Items from a labeling collection

****************

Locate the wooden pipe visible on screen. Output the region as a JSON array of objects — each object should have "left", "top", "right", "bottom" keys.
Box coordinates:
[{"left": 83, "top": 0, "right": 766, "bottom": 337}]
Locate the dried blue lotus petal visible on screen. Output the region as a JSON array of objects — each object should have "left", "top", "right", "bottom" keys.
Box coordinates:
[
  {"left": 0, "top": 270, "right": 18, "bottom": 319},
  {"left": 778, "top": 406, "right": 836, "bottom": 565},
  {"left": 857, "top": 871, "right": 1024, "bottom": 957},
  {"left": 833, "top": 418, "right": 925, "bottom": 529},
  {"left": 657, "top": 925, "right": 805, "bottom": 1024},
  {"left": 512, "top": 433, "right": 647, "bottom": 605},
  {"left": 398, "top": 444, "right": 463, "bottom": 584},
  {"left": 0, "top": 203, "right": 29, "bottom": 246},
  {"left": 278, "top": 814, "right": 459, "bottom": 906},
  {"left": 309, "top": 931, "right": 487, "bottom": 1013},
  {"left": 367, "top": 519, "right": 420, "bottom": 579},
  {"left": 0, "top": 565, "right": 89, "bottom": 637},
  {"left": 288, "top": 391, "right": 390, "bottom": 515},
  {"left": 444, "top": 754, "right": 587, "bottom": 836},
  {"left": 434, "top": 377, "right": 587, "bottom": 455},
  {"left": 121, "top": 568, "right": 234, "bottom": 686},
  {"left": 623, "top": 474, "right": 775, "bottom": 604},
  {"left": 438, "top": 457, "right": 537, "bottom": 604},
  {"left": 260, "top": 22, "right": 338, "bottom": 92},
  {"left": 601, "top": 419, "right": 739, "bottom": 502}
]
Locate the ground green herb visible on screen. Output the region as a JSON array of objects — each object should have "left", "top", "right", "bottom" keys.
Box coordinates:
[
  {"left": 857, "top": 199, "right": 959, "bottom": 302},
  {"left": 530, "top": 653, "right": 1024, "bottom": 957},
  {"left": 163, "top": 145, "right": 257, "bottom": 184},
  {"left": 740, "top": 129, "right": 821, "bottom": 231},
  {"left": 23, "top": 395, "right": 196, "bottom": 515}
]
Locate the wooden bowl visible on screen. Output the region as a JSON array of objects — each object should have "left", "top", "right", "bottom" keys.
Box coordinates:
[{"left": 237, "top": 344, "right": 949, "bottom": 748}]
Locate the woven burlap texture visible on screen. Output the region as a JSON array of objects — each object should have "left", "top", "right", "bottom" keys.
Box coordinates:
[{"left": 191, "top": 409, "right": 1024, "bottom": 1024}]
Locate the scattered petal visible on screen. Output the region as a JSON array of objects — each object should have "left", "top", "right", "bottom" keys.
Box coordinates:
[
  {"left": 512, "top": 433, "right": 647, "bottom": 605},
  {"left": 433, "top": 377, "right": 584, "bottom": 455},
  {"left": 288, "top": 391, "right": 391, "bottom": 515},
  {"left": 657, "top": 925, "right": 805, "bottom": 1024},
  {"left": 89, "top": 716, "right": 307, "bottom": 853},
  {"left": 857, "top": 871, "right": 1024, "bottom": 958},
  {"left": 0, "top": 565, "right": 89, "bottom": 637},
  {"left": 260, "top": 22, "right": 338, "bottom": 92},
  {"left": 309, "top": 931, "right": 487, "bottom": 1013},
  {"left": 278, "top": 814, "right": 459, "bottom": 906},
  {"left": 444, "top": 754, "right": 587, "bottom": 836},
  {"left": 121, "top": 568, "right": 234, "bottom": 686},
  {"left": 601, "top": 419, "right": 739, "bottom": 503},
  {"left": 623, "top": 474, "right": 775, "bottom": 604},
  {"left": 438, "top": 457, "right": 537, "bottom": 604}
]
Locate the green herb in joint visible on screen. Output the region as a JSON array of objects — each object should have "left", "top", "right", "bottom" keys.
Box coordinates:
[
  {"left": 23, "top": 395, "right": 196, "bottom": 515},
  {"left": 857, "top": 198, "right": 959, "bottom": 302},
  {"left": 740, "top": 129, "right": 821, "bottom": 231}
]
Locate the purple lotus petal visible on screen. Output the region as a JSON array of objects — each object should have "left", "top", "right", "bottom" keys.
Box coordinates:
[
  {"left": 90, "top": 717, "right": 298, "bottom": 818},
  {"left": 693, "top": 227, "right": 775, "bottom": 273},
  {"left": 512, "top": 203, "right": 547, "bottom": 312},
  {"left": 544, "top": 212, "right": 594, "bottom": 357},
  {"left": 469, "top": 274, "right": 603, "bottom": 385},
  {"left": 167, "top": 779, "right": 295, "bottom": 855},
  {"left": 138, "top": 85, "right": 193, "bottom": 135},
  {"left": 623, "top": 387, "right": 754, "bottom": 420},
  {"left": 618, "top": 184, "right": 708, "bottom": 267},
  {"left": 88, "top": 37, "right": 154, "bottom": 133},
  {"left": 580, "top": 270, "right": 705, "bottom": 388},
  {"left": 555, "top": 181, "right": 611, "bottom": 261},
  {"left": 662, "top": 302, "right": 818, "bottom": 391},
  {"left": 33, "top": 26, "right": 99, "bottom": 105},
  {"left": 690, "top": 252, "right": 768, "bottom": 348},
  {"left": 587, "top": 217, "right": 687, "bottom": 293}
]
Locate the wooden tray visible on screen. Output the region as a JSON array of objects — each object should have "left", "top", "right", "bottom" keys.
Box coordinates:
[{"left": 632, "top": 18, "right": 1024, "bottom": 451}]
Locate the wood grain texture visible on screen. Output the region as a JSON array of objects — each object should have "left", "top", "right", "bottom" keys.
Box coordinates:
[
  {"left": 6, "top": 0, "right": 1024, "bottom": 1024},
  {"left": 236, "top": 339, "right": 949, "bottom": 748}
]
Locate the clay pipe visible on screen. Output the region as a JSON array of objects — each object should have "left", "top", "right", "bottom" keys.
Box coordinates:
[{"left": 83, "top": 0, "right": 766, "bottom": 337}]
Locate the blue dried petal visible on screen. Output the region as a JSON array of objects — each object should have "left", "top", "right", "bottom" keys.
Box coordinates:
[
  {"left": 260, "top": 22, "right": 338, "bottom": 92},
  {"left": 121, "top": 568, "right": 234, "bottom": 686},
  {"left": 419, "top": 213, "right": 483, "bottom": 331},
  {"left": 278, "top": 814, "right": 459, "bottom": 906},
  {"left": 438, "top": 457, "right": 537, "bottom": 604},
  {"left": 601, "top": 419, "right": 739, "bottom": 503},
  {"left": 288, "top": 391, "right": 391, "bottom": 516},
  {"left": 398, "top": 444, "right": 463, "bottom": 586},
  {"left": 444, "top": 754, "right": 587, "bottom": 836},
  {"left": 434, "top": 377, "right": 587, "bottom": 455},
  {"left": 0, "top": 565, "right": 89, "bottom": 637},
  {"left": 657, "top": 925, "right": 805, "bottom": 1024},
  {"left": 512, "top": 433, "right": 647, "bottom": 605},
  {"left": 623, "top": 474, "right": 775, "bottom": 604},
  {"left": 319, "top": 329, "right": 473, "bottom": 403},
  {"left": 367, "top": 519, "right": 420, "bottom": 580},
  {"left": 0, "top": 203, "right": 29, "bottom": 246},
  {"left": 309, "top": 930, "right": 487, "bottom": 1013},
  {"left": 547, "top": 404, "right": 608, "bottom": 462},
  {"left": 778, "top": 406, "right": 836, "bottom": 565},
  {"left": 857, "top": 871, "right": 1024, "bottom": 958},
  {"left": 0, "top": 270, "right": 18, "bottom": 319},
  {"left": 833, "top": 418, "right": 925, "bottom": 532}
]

****************

WORK REQUIRED
Count the lines of the items above that contain the string "wooden", treating case as significant. Reply with the number alone.

FULL RESPONSE
3